#### [Selected extract]
--- START ---

Please forgive my ignorance on the subject of bipolar, relationships, I'm only familiar with basic ideas.
Not really too sure how much background info I should give, but here it goes.
I started talking to my ex (I will call her K) a little while ago. She has bipolar disorder, and is on medications for it, I have Asperger's syndrome, I've also not met her in real life. We had dated for three months last summer. I had trust issues, she had communication problems, I wasn't sure what was going on after a week of not talking, (apparently the fault of our cellphone carriers not getting messages through, common with things going across the border to the US from Canada and vice versa).
There was suspicious signs of other things too, like how it seemed like I wasn't allowed to see her complete facebook profile (she listed us as together so I guess that's all that mattered in that case).
Then there was this meetme app that looked like she was using it for dating ( I only know because it came up on my wall), she was using that but not talking to me. After I was in the hospital for trying to kill myself.
The other problem was with third parties getting in the way, another lady who was almost with me (and ultimately didn't get to have me because she not only couldn't decide what she wanted and had been leading me around for months) went behind my back and told this K now off (the night I tried to kill myself for the second time).

--- END ---

#### [Data]
--- START ---

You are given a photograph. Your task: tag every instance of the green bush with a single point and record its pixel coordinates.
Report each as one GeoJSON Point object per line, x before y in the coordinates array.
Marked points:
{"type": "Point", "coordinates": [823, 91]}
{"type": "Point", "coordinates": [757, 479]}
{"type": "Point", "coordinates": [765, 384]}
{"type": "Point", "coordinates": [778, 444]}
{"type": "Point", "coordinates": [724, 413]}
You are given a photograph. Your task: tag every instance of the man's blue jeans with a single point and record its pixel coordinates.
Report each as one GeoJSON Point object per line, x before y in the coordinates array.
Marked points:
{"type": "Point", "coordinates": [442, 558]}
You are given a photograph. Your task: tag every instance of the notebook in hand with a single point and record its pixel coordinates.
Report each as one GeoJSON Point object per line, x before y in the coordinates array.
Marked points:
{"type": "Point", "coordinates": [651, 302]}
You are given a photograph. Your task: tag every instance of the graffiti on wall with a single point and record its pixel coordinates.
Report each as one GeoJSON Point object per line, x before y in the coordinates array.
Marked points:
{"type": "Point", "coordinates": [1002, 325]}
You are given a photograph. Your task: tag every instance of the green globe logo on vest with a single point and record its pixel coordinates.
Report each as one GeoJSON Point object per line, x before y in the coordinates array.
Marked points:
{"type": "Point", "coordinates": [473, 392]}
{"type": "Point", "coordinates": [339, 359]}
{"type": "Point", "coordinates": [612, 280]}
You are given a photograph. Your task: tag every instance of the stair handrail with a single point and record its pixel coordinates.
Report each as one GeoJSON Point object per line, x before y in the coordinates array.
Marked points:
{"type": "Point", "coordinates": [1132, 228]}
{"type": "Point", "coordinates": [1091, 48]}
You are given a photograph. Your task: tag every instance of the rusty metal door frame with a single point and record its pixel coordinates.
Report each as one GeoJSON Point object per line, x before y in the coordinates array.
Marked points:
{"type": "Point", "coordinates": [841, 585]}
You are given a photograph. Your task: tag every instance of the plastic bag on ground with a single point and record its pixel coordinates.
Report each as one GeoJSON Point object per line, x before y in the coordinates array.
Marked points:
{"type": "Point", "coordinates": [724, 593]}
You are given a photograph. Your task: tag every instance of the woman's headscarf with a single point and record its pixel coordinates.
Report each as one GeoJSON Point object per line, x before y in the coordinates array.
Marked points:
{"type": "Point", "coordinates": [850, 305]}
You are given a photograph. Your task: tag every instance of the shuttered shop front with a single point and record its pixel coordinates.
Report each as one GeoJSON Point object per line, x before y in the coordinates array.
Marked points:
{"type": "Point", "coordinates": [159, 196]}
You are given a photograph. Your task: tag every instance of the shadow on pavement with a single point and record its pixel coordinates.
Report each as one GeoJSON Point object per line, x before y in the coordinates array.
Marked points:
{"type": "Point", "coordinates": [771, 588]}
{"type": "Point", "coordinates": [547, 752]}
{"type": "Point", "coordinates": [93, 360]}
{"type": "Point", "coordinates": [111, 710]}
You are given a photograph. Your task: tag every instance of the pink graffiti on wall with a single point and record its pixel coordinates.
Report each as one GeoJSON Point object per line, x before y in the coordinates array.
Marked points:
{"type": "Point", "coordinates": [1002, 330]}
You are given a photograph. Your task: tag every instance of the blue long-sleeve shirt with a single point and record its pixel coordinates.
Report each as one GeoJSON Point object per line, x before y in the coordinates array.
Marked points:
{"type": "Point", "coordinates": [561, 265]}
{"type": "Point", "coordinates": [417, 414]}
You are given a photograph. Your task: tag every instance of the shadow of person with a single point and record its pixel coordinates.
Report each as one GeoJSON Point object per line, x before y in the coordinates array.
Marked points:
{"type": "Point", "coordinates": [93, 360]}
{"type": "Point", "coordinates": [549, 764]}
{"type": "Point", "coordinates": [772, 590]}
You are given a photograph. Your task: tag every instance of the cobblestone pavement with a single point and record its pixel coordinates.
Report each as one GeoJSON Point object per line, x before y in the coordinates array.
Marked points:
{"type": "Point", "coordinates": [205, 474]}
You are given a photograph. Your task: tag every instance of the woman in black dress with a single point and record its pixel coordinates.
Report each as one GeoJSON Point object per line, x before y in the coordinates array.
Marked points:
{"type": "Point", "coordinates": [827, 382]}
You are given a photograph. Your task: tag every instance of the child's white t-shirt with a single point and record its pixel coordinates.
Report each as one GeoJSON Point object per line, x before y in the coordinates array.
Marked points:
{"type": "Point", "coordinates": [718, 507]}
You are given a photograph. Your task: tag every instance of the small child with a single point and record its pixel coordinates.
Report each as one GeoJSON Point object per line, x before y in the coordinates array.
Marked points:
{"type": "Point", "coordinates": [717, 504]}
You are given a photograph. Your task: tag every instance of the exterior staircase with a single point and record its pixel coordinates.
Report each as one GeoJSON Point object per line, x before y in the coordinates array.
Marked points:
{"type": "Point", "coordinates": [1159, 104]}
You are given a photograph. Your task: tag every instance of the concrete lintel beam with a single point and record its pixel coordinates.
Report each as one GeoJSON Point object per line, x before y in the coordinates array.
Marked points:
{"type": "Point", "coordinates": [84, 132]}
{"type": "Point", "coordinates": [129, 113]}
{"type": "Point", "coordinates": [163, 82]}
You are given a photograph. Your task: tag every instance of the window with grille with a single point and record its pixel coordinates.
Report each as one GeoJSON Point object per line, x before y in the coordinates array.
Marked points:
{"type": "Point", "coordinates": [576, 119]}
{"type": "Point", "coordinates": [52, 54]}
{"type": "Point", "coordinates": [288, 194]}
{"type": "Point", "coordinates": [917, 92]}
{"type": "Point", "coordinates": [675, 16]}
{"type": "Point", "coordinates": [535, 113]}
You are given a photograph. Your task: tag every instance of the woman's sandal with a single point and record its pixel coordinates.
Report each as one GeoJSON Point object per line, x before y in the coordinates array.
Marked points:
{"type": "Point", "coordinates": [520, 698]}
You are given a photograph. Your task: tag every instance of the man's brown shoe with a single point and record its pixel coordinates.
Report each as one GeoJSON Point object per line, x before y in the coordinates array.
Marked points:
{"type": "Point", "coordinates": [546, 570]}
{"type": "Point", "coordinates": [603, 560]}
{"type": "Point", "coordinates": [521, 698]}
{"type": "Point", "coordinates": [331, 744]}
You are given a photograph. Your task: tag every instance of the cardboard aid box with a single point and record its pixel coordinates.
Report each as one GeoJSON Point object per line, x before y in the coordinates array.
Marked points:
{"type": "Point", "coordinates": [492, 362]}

--- END ---

#### [Questions to answer]
1/ According to the relationship post, for how long had the writer and K dated?
2/ Copy the passage of the relationship post between "I started talking" and "in that case).", inclusive.
The items are separate material and are not part of the relationship post.

#### [Answers provided]
1/ They had dated for three months the previous summer.

2/
I started talking to my ex (I will call her K) a little while ago. She has bipolar disorder, and is on medications for it, I have Asperger's syndrome, I've also not met her in real life. We had dated for three months last summer. I had trust issues, she had communication problems, I wasn't sure what was going on after a week of not talking, (apparently the fault of our cellphone carriers not getting messages through, common with things going across the border to the US from Canada and vice versa).
There was suspicious signs of other things too, like how it seemed like I wasn't allowed to see her complete facebook profile (she listed us as together so I guess that's all that mattered in that case).